> _Work request_
In the HIV risk-reduction text, what share of new HIV infections are among people who have used crystal meth?

> _Extract provided_
====
How to Reduce your Exposure to HIV/AIDS

In the field of public health, HIV risk reduction is an approach used to address and reduce the risks factors facing an individual, a family, a group, or a community through counseling and education.

HIV education and risk-reduction counseling are provided through various HIV testing programs.  HIV/AIDS education presentations to small groups can be coordinated through Michael Buitron, our Testing and Linkage to Care Coordinator.

Contact HIV Prevention Staff
(562) 624-4977

HIV Biology

The information being provided here is very general and limited, please visit the Center for Disease Control and Prevention for more authoritative and up-to-date information (

The Human Immunodeficiency Virus (HIV) infects a type of white blood cell (WBC). WBCs can be found in blood, which is why we tell people not to share needles if they inject and why the blood supply is screened for HIV. WBC can be found in breast milk, which is why we tell HIV-positive women not to breast feed. WBCs are also present in a woman's vaginaas a way to ward off infection and keep her healthy. That's why unprotected vaginal sex can be risky. A majority of a person's WBCs line the intestinal tract. They are there to keep bacteria from passing into the bloodstream. That's why anal sex is so risky. Other body fluids like urine, tears, sweat, and saliva don't contain WBCs, so we don't worry about those body fluids when it comes to HIV-transmission risk. 

There are other factors that can increase transmission risk. Drugs and alcohol can make people less cautious and engage in riskier behaviors. About half of new HIV infections are among people who have used crystal meth. STDs can increase the production of WBCs to fight off the infection, making it easier for a person with HIV to transmit the virus or make an HIV-negative person more vulnerable to infection. 

HIV Risk Reduction

There are things you can do to reduce the risk of transmission. If you are living with HIV, the best way to protect your partners is to visit your doctor regularly and take your medication every day. If you're HIV negative, and at-risk for HIV, consider taking PrEP. Getting testing regularly for HIV and STDs can reduce the risk of transmission, and keep you from passing HIV along to others.

For both HIV-positive and negative persons, reducing the number of people you have sex with can reduce the chances of getting another STD. Using a condom can reduce the risk of transmission, as can substituting lower risk sexual activities for higher-risk penetrative sex.

And of course abstaining from all sexual activity will eliminate the risk of sexual exposure to HIV.
====
> _Point-per-instance localization data_
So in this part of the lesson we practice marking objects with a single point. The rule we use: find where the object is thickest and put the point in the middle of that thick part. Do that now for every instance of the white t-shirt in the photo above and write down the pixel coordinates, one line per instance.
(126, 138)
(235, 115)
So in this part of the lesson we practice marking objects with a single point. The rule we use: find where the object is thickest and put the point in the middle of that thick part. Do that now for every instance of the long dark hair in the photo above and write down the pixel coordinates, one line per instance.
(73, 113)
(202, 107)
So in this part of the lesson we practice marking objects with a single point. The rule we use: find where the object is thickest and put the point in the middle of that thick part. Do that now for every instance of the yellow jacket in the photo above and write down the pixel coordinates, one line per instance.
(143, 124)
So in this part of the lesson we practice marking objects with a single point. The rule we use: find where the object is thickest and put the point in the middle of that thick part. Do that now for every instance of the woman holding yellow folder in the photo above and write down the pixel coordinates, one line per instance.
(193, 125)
====
> _Solution to this task_
About half